Aim »
Turn the entries below into a numbered list, using only everything from the line containing "the man's hand" down to the line containing "pixel 34 269", both ends included. Leave out any blank lines.

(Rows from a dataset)
════════════════

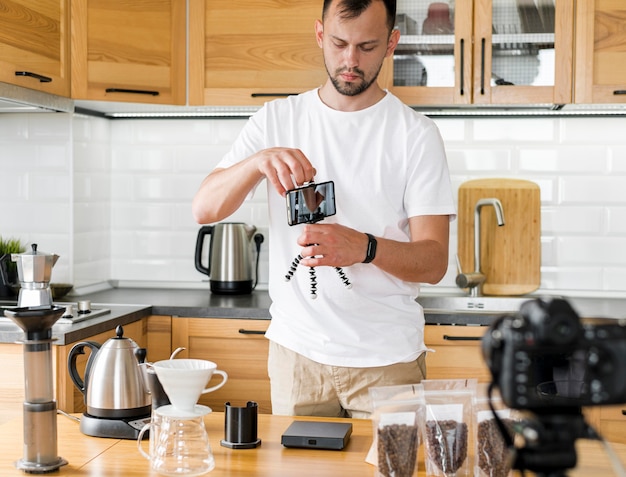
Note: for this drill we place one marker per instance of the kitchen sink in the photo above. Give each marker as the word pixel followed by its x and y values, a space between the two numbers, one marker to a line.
pixel 467 304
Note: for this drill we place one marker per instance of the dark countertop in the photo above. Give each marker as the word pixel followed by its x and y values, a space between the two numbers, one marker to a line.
pixel 70 333
pixel 189 303
pixel 204 304
pixel 131 304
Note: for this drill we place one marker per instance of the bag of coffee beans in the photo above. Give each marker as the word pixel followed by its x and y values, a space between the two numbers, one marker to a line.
pixel 492 457
pixel 446 426
pixel 395 417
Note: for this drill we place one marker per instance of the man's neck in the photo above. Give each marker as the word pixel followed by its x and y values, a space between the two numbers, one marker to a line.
pixel 335 100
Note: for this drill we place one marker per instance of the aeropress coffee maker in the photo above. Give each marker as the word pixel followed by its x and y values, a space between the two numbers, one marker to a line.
pixel 36 319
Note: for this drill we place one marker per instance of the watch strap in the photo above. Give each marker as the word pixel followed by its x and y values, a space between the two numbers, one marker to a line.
pixel 371 248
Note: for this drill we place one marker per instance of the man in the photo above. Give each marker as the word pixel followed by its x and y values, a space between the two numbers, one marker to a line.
pixel 391 182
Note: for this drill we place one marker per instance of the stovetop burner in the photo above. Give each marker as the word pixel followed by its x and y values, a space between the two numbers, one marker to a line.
pixel 73 313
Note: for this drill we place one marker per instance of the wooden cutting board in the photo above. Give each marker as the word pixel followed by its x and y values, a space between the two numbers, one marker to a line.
pixel 511 254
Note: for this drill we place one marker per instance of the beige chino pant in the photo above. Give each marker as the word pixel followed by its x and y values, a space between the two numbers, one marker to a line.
pixel 302 387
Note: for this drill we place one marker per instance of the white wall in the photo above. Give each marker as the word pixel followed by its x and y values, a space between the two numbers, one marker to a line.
pixel 113 197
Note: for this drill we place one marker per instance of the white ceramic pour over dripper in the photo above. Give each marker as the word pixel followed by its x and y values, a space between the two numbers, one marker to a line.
pixel 184 380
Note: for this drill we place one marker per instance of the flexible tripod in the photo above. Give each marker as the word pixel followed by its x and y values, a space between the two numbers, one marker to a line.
pixel 313 276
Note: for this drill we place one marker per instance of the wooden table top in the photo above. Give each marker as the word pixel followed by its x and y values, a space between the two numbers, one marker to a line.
pixel 91 456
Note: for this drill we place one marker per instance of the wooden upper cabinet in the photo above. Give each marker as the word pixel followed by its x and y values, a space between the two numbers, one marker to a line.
pixel 245 52
pixel 34 44
pixel 126 50
pixel 484 52
pixel 600 52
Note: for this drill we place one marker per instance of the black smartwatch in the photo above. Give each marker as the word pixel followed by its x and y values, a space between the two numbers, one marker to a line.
pixel 371 248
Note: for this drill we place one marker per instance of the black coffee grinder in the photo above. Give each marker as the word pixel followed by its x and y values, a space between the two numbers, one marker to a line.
pixel 40 407
pixel 35 315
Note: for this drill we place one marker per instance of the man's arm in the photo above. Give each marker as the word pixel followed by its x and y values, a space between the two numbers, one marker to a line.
pixel 224 190
pixel 423 259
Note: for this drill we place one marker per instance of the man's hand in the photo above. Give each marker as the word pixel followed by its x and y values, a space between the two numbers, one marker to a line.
pixel 285 168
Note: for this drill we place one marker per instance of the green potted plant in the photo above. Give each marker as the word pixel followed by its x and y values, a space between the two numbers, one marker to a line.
pixel 8 268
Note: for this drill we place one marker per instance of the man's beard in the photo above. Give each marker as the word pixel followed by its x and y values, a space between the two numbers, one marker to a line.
pixel 352 89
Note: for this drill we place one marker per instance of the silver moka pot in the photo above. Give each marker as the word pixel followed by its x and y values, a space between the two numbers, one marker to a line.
pixel 231 262
pixel 34 269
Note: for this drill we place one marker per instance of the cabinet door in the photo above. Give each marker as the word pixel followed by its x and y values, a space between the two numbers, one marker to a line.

════════════════

Exercise result »
1. Note: for this drill we place one marker per instance of the man's hand in the photo above. Give each marker as the word pixel followed by its x and y values, a space between the two numbers, one marker to a line.
2. pixel 285 168
3. Note: for this drill we place one marker per instance of the green potted plant in the photo above. Give each marker as the word pixel followed by its x and y values, a space between the two numbers, one marker to a line.
4. pixel 8 268
5. Note: for this drill we place one marker per instance of the man's beard in the photo above. Give each marker as the word pixel followed by its x and y values, a space between the two numbers, one marker to a line.
6. pixel 352 89
7. Note: for this drill we place one marker per instance of the silver moka pot in the photo above. Give each marker as the word pixel followed by its x and y values, a space between the two numbers, one marker to a line.
8. pixel 231 262
9. pixel 34 269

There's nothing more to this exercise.